───── Record excerpts ─────
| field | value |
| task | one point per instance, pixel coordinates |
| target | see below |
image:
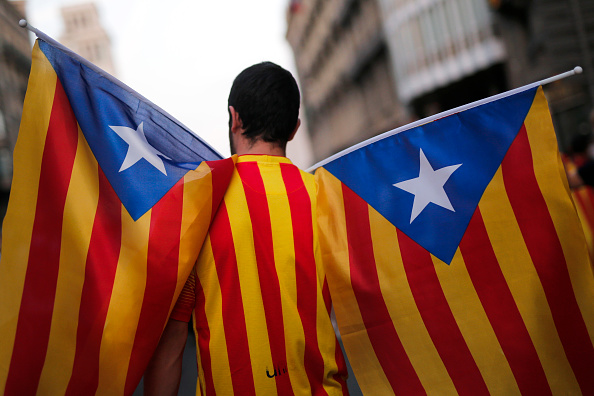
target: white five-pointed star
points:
(138, 148)
(428, 187)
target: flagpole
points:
(24, 24)
(443, 114)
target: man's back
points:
(261, 303)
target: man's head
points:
(264, 100)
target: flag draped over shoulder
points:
(110, 203)
(583, 197)
(455, 258)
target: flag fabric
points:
(455, 258)
(583, 197)
(259, 293)
(110, 203)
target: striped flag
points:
(110, 203)
(583, 197)
(455, 258)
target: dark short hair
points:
(266, 97)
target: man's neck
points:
(260, 147)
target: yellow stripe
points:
(206, 272)
(283, 245)
(325, 330)
(197, 210)
(79, 215)
(253, 306)
(336, 261)
(403, 310)
(18, 223)
(550, 174)
(475, 327)
(125, 305)
(524, 283)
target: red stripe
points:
(305, 273)
(257, 203)
(232, 304)
(204, 338)
(365, 283)
(501, 309)
(161, 280)
(545, 249)
(438, 318)
(100, 269)
(342, 372)
(221, 170)
(37, 304)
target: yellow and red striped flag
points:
(455, 258)
(583, 197)
(110, 203)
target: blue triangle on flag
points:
(476, 140)
(101, 107)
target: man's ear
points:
(292, 135)
(236, 123)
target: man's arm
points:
(164, 370)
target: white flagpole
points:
(24, 24)
(459, 109)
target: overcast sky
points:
(184, 54)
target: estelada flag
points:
(455, 258)
(110, 203)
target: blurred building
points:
(84, 35)
(444, 52)
(547, 37)
(15, 63)
(367, 66)
(344, 70)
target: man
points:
(258, 293)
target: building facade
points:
(548, 37)
(444, 53)
(367, 66)
(84, 35)
(15, 63)
(344, 70)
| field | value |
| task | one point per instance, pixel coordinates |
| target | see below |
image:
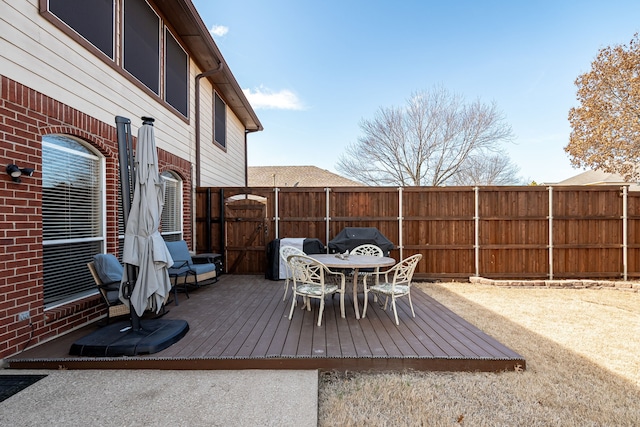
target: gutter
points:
(246, 155)
(197, 114)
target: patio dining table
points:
(355, 262)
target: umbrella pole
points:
(125, 151)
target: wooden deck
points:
(241, 322)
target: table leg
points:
(355, 293)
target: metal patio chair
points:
(313, 280)
(393, 283)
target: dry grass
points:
(583, 369)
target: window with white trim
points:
(94, 20)
(72, 217)
(142, 43)
(171, 220)
(148, 48)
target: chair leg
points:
(411, 305)
(321, 311)
(366, 302)
(294, 298)
(395, 312)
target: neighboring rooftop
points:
(598, 178)
(296, 176)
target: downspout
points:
(246, 156)
(197, 114)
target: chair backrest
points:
(307, 270)
(403, 271)
(367, 249)
(108, 268)
(179, 252)
(285, 252)
(109, 294)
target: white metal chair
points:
(313, 279)
(285, 252)
(393, 283)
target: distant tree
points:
(430, 141)
(606, 125)
(487, 169)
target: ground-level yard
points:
(583, 369)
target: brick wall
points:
(25, 116)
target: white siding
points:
(37, 54)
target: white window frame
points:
(76, 271)
(175, 232)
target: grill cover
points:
(350, 237)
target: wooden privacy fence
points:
(532, 232)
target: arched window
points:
(171, 221)
(72, 217)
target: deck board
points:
(241, 322)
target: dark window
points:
(142, 43)
(220, 122)
(92, 19)
(176, 83)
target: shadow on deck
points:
(241, 322)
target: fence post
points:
(276, 219)
(550, 232)
(476, 241)
(400, 217)
(327, 218)
(625, 241)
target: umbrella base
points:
(113, 340)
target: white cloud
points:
(263, 98)
(219, 30)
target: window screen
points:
(171, 221)
(92, 19)
(176, 83)
(142, 43)
(220, 122)
(72, 217)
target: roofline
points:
(188, 24)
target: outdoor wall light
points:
(15, 172)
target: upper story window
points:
(175, 74)
(142, 43)
(220, 121)
(92, 19)
(145, 51)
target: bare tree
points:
(427, 142)
(488, 169)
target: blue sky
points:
(313, 70)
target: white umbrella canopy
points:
(144, 247)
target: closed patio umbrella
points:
(144, 247)
(145, 283)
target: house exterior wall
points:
(49, 83)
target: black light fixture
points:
(15, 172)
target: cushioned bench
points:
(185, 269)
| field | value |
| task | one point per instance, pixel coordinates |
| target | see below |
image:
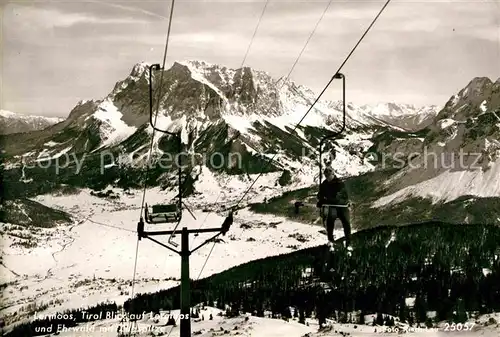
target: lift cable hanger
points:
(171, 213)
(335, 76)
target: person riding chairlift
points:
(332, 191)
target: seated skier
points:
(332, 191)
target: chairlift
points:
(162, 213)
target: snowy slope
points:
(100, 246)
(458, 155)
(11, 122)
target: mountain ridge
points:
(11, 122)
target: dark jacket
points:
(332, 192)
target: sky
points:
(55, 53)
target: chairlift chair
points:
(162, 213)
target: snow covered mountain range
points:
(11, 122)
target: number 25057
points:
(458, 326)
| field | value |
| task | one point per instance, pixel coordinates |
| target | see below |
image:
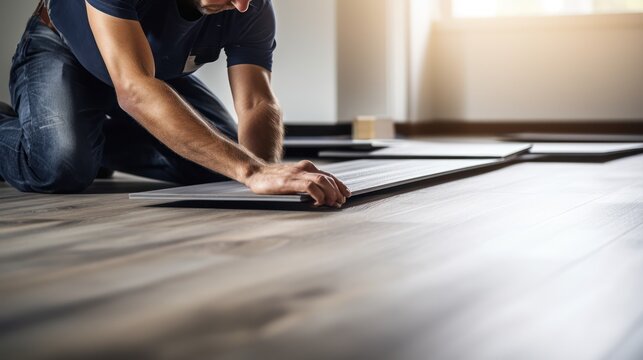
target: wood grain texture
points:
(536, 260)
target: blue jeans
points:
(69, 124)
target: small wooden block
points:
(372, 127)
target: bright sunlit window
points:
(494, 8)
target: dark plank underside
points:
(539, 260)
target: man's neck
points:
(188, 10)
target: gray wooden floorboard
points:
(535, 260)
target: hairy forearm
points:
(171, 120)
(261, 131)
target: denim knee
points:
(62, 170)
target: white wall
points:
(13, 18)
(372, 58)
(565, 68)
(305, 66)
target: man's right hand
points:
(302, 177)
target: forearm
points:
(171, 120)
(261, 131)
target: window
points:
(495, 8)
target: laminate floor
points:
(534, 260)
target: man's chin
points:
(214, 9)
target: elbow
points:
(129, 94)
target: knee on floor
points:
(62, 170)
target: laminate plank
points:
(532, 260)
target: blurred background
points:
(421, 61)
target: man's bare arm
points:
(158, 108)
(260, 117)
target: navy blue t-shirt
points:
(179, 46)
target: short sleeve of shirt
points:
(253, 39)
(123, 9)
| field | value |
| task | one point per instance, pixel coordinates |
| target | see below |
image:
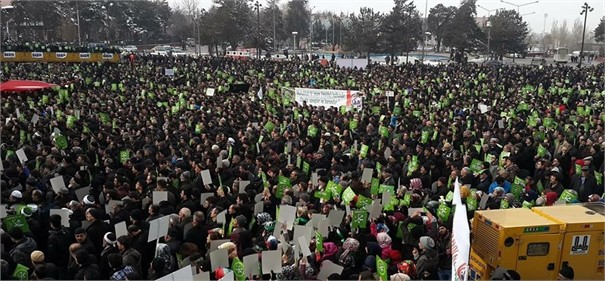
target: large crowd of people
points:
(522, 135)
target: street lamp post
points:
(78, 22)
(311, 33)
(489, 12)
(274, 37)
(257, 5)
(7, 33)
(424, 25)
(294, 33)
(488, 24)
(585, 10)
(519, 6)
(544, 33)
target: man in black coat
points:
(585, 185)
(59, 239)
(97, 229)
(198, 232)
(109, 241)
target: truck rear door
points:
(538, 257)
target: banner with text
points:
(329, 98)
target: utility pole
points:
(544, 34)
(333, 30)
(274, 37)
(424, 25)
(311, 33)
(257, 5)
(585, 10)
(78, 20)
(519, 6)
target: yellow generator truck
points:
(537, 242)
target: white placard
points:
(367, 175)
(164, 225)
(121, 229)
(287, 215)
(210, 92)
(303, 243)
(324, 97)
(258, 207)
(82, 192)
(215, 243)
(316, 218)
(219, 258)
(206, 178)
(202, 276)
(159, 196)
(243, 185)
(328, 268)
(21, 155)
(205, 196)
(35, 119)
(222, 217)
(324, 227)
(64, 216)
(184, 273)
(336, 216)
(251, 265)
(57, 183)
(271, 261)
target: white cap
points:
(16, 194)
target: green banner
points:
(359, 219)
(283, 184)
(21, 272)
(61, 142)
(238, 269)
(16, 221)
(319, 241)
(381, 268)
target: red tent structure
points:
(24, 86)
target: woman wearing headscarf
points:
(329, 253)
(163, 251)
(347, 258)
(428, 260)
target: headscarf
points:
(262, 218)
(551, 198)
(330, 249)
(415, 183)
(346, 259)
(373, 248)
(163, 251)
(287, 273)
(383, 239)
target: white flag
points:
(260, 93)
(461, 244)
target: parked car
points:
(130, 48)
(493, 63)
(161, 50)
(538, 60)
(176, 52)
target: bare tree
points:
(576, 34)
(563, 34)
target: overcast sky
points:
(556, 9)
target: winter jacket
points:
(57, 249)
(22, 251)
(132, 257)
(427, 265)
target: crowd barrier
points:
(11, 56)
─────
* **What the exercise asks**
Lines with the word "crowd" in them should be copied from the preceding records.

* **Solution to this exercise**
target: large crowd of people
target: crowd barrier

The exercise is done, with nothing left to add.